OBJECTIF
Reproduisez les lignes à partir de celle qui contient "Point to the hiker with" jusqu'à la dernière ligne des données, bornes incluses. Multipliez par 1,8 chaque coordonnée des points donnés en réponse et arrondissez à l'entier le plus proche, les demis vers le haut, en laissant tous les autres nombres inchangés.

..............................

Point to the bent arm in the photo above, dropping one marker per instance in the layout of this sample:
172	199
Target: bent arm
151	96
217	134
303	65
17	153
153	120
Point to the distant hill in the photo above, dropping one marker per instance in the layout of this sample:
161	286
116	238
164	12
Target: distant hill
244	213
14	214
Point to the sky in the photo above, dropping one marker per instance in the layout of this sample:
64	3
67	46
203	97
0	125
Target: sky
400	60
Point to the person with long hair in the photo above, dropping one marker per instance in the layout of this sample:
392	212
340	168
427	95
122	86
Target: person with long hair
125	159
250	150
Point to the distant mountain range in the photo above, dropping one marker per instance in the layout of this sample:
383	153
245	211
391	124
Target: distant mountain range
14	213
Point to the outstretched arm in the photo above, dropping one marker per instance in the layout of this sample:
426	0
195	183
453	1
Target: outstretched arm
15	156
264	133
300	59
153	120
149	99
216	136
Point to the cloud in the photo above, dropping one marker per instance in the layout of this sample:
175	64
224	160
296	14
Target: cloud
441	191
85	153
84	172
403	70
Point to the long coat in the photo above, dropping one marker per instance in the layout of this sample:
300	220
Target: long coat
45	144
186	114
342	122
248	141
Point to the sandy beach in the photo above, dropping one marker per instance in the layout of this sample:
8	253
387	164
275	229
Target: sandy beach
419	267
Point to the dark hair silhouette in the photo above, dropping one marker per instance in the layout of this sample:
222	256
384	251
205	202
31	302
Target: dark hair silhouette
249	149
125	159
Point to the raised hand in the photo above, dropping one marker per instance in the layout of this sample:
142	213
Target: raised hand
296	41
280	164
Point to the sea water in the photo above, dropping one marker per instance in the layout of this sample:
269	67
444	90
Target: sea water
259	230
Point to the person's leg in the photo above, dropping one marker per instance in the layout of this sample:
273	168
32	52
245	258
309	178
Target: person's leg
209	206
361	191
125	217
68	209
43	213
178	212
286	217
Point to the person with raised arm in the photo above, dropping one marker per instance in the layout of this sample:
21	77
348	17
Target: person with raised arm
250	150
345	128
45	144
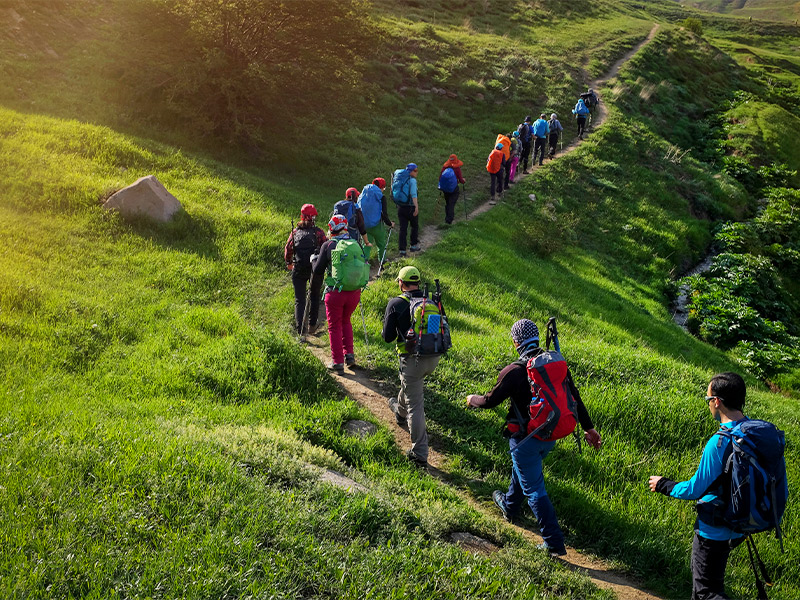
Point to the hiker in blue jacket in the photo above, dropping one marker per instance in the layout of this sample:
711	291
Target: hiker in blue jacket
581	112
541	129
712	543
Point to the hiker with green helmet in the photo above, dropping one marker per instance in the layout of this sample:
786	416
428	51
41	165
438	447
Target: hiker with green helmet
347	266
409	405
527	448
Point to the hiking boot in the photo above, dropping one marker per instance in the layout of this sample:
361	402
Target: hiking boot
336	368
554	552
500	499
416	460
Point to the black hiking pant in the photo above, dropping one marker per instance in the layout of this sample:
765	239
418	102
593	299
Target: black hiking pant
450	200
300	279
525	155
405	215
553	143
709	559
539	145
581	125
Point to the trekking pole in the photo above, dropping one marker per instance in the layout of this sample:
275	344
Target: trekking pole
385	248
464	193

..............................

RÉPONSE
Point to the hiker with green helmet in the photo above, dropping one marker per instance in the layout of this sample:
786	416
428	51
41	165
438	447
Target: hiker with green helmet
625	479
736	729
949	806
Point to the hiking boot in the photo above, dropping one marker per instance in the layout of this sample:
361	402
Target: hiking boot
605	662
997	994
900	898
749	828
Point to the black hiking pant in the photo above, dropping one marker per instance in the layout of this sample:
765	239
418	102
593	299
Target: black hiking pant
810	360
540	502
945	279
729	387
995	257
1276	1006
970	261
1046	225
Point to the trekking pole in the photo above, dropping one marker per instance in the layout of this sample:
275	344
Target: trekking pole
693	446
835	347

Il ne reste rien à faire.